[BEGIN Materials provided]

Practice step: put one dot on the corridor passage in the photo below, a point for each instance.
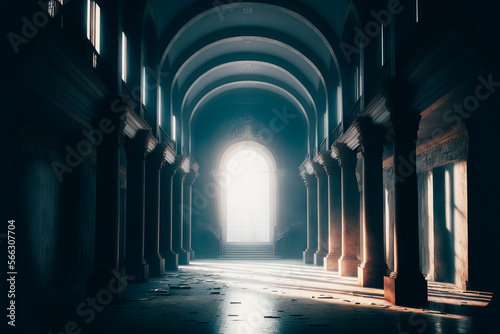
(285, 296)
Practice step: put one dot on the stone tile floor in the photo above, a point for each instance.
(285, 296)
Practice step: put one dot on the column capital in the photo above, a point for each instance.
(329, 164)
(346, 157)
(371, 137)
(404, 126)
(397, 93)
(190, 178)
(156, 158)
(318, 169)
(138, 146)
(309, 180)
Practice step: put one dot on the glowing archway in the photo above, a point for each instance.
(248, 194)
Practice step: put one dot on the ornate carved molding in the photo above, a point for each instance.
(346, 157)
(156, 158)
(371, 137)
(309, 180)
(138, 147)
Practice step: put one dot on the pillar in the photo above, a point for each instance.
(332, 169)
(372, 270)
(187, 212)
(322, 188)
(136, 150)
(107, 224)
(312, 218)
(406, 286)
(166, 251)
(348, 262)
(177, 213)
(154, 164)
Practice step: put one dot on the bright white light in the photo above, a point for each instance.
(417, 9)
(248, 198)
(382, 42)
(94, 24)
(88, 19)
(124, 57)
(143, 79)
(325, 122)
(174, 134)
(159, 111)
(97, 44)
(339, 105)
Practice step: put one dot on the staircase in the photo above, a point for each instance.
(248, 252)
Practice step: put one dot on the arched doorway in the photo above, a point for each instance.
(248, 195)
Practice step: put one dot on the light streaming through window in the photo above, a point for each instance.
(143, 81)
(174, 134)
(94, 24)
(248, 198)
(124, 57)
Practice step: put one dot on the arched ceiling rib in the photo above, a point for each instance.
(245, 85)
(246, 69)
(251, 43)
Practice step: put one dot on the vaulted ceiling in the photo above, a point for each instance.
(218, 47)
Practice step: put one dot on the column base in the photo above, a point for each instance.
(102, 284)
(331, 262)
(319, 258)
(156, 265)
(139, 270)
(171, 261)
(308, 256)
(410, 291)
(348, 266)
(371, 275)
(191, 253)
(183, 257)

[END Materials provided]
[BEGIN Materials provided]

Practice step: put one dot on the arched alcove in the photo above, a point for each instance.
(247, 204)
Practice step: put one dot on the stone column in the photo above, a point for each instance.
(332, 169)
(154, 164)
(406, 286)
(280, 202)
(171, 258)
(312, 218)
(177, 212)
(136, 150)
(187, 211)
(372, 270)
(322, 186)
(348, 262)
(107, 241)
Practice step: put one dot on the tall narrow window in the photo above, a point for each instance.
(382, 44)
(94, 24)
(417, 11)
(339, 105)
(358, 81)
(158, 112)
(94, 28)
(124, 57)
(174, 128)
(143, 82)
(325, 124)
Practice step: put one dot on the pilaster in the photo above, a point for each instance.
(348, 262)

[END Materials provided]
[BEGIN Materials provided]

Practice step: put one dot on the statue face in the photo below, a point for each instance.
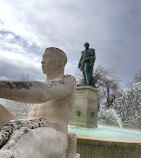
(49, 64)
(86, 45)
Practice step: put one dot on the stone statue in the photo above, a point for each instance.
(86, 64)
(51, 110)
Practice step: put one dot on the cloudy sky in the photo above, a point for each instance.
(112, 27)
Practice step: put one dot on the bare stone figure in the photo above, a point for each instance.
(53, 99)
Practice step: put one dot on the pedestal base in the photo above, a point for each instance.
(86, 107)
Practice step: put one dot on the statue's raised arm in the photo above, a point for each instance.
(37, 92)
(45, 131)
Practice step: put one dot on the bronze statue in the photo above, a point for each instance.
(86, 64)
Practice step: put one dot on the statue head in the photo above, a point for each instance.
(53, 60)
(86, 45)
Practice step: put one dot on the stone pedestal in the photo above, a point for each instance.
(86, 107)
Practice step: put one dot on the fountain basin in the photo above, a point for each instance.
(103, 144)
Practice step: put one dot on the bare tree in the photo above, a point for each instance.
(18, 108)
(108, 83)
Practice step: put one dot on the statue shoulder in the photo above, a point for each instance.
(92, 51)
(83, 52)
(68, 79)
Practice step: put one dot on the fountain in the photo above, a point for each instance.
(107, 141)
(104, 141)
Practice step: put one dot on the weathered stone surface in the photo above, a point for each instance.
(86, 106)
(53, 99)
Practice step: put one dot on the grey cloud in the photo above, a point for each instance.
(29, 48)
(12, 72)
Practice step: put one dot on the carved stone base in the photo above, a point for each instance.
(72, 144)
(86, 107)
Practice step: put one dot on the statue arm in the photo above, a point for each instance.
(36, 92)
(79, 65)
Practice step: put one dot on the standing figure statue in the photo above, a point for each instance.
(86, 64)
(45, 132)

[END Materials provided]

» Brief: Collect every line of the entries above that contains the string "pedestal", treating uppercase and lowercase as different.

» Correct answer:
Practice step: put one dot on the pedestal base in the photo above, a point for each instance.
Practice step: put one dot on the stone pedestal in the photo above, a point for each instance.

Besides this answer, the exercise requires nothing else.